--- DATA EXCERPTS ---

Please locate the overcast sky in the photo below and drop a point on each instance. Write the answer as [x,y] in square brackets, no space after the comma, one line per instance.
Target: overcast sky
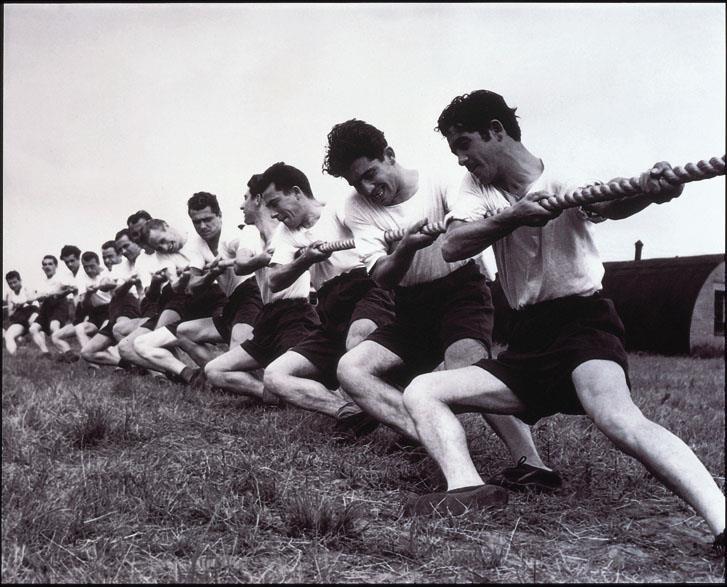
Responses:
[111,108]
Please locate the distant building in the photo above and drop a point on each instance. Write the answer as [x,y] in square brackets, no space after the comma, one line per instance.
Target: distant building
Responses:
[672,306]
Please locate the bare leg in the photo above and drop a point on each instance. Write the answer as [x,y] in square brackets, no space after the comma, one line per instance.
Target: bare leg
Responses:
[153,348]
[84,332]
[59,334]
[291,378]
[361,372]
[192,336]
[13,332]
[100,350]
[38,337]
[233,371]
[427,399]
[601,387]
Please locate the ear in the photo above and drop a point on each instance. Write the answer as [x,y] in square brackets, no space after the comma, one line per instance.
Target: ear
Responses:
[498,131]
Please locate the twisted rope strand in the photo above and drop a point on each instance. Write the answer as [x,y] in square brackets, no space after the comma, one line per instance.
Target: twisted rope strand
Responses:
[614,190]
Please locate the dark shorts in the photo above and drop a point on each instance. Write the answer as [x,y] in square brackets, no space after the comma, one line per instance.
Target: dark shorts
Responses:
[53,309]
[97,315]
[125,306]
[206,304]
[152,307]
[341,301]
[548,341]
[432,316]
[22,315]
[242,307]
[280,326]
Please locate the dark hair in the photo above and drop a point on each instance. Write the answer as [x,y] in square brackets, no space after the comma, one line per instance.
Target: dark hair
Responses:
[122,232]
[474,112]
[254,184]
[70,250]
[136,216]
[149,225]
[285,177]
[89,256]
[201,200]
[350,140]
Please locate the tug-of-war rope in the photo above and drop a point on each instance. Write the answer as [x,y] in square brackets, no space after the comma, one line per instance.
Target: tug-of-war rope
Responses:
[613,190]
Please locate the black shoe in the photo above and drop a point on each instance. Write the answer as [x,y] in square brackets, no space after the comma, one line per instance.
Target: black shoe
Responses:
[456,502]
[351,418]
[525,477]
[718,547]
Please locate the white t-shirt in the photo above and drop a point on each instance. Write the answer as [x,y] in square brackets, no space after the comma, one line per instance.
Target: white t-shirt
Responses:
[53,284]
[534,263]
[145,265]
[121,272]
[300,288]
[331,226]
[433,199]
[13,299]
[227,247]
[190,255]
[98,298]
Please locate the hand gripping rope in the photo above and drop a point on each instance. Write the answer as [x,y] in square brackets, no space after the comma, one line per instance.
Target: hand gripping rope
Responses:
[614,190]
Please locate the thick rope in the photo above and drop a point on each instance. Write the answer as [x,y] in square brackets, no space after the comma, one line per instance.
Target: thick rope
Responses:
[614,190]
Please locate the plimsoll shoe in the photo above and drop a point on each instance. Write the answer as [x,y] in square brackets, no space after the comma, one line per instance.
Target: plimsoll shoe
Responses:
[457,501]
[525,477]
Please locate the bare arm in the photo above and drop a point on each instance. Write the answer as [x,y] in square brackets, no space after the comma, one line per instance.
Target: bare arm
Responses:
[390,270]
[282,276]
[466,239]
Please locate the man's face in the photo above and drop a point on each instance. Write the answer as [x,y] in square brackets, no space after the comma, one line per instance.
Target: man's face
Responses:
[135,229]
[110,257]
[49,267]
[72,262]
[15,284]
[375,180]
[206,223]
[475,153]
[92,268]
[164,240]
[127,247]
[284,207]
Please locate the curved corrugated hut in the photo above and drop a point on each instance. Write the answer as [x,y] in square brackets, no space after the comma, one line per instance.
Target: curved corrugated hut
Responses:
[669,306]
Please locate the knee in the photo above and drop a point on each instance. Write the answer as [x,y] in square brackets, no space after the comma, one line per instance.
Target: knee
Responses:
[416,394]
[213,372]
[351,369]
[141,346]
[274,379]
[623,424]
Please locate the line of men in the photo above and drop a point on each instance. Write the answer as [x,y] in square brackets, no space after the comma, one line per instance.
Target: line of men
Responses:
[401,332]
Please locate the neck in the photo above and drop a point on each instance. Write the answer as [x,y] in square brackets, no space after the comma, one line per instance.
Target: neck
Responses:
[521,169]
[266,226]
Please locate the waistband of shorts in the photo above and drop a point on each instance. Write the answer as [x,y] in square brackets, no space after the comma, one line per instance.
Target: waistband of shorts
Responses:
[453,277]
[342,277]
[554,304]
[286,302]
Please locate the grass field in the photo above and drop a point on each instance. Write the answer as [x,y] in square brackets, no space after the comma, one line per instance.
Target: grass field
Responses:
[118,478]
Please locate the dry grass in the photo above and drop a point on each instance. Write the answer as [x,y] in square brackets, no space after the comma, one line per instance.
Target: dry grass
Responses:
[116,478]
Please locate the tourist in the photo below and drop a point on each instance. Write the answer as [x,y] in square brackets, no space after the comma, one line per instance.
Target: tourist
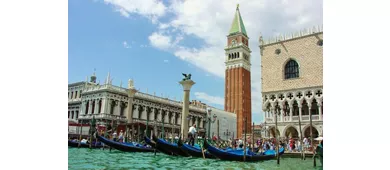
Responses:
[305,144]
[121,136]
[240,143]
[114,136]
[291,144]
[299,146]
[319,151]
[84,141]
[191,134]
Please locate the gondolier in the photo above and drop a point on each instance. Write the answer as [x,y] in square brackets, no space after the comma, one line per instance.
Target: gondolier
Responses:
[191,134]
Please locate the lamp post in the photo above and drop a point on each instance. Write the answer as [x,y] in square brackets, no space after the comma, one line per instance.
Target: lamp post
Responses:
[188,121]
[227,134]
[277,111]
[209,121]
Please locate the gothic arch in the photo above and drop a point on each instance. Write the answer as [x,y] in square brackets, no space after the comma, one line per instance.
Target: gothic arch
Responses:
[291,127]
[271,131]
[291,64]
[306,131]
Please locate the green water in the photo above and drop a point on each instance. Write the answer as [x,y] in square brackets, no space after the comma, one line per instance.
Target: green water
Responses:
[104,159]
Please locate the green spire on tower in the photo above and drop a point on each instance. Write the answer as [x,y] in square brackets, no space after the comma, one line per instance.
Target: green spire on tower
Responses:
[237,25]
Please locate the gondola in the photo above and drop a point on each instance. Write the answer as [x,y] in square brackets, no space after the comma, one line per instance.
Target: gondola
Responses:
[159,148]
[193,150]
[238,155]
[83,145]
[125,147]
[169,148]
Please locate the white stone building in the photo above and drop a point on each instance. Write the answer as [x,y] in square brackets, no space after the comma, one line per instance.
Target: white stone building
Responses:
[227,124]
[109,103]
[292,71]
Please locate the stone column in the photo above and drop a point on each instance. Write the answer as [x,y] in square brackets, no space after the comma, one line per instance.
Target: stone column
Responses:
[90,107]
[187,84]
[119,107]
[82,110]
[151,116]
[155,121]
[96,106]
[137,110]
[104,100]
[300,111]
[179,120]
[130,95]
[173,118]
[319,104]
[159,116]
[320,111]
[109,103]
[291,108]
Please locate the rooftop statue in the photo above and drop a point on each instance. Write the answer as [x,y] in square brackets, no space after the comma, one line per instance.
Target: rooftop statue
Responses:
[186,76]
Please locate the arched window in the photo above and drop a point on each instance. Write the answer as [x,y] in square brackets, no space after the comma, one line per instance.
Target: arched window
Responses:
[291,70]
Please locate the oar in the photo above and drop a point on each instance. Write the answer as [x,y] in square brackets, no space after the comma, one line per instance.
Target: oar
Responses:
[203,151]
[314,158]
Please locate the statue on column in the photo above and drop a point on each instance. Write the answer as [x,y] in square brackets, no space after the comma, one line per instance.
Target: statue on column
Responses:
[186,76]
[131,83]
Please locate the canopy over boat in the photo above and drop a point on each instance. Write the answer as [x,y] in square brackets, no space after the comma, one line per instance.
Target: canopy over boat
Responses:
[238,154]
[172,148]
[126,147]
[194,151]
[84,145]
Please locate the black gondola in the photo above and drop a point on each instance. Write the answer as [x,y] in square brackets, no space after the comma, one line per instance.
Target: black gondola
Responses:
[238,155]
[125,147]
[170,148]
[193,151]
[157,147]
[84,145]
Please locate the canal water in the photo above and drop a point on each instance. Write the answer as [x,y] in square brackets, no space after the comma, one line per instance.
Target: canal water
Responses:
[83,158]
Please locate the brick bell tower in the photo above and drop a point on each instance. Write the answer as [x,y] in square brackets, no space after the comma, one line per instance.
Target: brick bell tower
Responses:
[238,75]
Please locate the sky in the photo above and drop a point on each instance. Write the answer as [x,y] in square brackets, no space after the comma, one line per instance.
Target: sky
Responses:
[153,42]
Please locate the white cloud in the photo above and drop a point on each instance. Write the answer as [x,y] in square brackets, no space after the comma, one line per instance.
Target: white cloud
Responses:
[160,41]
[152,9]
[123,12]
[163,26]
[126,45]
[209,99]
[210,21]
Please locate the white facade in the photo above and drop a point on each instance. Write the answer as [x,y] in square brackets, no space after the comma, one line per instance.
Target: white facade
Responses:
[227,124]
[108,102]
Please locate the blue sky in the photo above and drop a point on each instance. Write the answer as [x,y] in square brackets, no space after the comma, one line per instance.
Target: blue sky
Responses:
[153,42]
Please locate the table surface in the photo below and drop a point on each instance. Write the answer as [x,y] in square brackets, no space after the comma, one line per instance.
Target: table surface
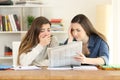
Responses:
[45,74]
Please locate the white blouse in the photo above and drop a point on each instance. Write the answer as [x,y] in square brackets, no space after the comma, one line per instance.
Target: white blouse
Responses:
[38,55]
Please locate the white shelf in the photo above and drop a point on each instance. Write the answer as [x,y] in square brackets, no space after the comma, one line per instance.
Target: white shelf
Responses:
[6,57]
[11,32]
[23,6]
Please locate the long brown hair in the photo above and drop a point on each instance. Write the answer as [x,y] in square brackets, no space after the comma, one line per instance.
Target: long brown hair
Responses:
[89,29]
[30,40]
[87,26]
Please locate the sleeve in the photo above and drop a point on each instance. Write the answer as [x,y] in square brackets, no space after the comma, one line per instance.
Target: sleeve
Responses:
[54,42]
[27,58]
[104,52]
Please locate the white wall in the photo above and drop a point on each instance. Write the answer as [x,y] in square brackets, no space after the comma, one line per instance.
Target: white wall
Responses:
[67,9]
[116,31]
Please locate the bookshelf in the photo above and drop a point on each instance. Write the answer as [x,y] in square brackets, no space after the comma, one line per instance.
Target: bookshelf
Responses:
[22,11]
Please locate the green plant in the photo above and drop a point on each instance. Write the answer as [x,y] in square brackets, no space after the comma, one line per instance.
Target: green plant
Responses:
[30,20]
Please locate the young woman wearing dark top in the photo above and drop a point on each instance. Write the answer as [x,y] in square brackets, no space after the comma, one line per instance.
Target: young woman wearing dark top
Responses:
[95,48]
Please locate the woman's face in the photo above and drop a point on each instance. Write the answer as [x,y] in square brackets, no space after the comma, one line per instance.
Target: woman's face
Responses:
[78,32]
[45,30]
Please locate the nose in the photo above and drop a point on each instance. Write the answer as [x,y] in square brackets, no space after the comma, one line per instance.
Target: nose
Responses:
[75,33]
[47,32]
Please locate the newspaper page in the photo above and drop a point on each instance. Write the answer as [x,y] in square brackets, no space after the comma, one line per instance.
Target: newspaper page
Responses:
[64,55]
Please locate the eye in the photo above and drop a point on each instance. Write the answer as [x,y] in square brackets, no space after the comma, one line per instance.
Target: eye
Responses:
[72,30]
[78,30]
[49,30]
[42,30]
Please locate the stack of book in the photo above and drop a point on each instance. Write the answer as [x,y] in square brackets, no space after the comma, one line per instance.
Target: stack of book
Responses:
[57,25]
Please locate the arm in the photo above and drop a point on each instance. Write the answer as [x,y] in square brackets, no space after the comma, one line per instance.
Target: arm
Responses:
[84,60]
[27,58]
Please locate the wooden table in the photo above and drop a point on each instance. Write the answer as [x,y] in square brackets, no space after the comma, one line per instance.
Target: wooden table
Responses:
[44,74]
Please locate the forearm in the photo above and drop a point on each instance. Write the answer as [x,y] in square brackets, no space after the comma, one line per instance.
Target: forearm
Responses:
[96,61]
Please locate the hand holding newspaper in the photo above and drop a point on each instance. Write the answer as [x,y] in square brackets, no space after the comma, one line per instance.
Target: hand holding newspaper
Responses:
[61,56]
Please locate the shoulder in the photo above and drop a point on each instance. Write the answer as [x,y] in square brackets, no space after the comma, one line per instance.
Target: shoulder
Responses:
[95,40]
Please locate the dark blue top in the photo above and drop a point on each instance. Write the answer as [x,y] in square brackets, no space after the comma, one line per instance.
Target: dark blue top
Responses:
[97,48]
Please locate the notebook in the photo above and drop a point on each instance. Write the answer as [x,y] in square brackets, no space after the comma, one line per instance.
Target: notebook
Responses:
[62,56]
[5,67]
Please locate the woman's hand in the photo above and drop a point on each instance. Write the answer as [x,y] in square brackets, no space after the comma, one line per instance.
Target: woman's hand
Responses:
[70,39]
[44,39]
[80,57]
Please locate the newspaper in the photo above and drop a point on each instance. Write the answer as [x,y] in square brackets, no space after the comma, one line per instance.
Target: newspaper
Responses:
[64,55]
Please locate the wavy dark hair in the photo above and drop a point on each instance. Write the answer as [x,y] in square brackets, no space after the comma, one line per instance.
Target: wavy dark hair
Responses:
[31,38]
[87,26]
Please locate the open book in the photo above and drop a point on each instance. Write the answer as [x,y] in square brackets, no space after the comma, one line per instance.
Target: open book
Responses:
[62,56]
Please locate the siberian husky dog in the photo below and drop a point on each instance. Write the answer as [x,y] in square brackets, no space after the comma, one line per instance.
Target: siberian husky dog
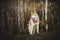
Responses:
[33,23]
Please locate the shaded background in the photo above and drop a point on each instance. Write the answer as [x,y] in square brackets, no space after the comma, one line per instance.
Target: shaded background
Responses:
[14,27]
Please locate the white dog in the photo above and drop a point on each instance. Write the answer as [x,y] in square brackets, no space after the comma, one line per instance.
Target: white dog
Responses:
[33,23]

---

REQUIREMENT → Set down exactly the lines above, from the line containing "Target: waistband of shorts" through the line containing "Target: green water". Skip the pictures.

EXERCISE OUTPUT →
Target: waistband of shorts
Responses:
[453,277]
[342,277]
[554,304]
[286,302]
Please locate the grass field in the photo above and drop a point on each instance. Write the answer as [x,y] in square brackets, no space after the comma, one line per instance.
Target: grass field
Responses:
[118,478]
Please locate the dry grass in the photo above and drop a point on each instance. Write the answer as [x,y] in square brackets, no space after the comma, one line per instance.
Target: dry grass
Responses:
[116,478]
Please locate the tourist in the photo below and drop a point on each instance. Write the answer as [x,y] in square brackets, no space after the comma, one line per instance.
Target: tourist
Responses:
[305,144]
[121,136]
[240,143]
[114,136]
[291,144]
[299,146]
[319,151]
[84,141]
[191,134]
Please locate the gondolier in the photo above and drop a point on each instance. Write the answer as [x,y] in square brackets, no space after the comma, one line per instance.
Target: gondolier
Responses:
[191,134]
Please locate the lamp post in the photo above and drop a point on each instance. Write the answer as [x,y] in square brackets, no space after the comma, one line per instance.
Target: lamp post
Responses:
[188,121]
[227,134]
[277,111]
[209,121]
Please locate the gothic arch in the photo above and drop a point on each instance. Write the answer as [x,y] in square brackets, no space after the comma, one line per instance.
Target: gothic arch
Responses:
[291,127]
[271,131]
[291,64]
[306,131]
Please locate the green water in the photo above and drop a point on each instance. Write the answer as [x,y] in square brackets, no space after the comma, one line per instance.
Target: green water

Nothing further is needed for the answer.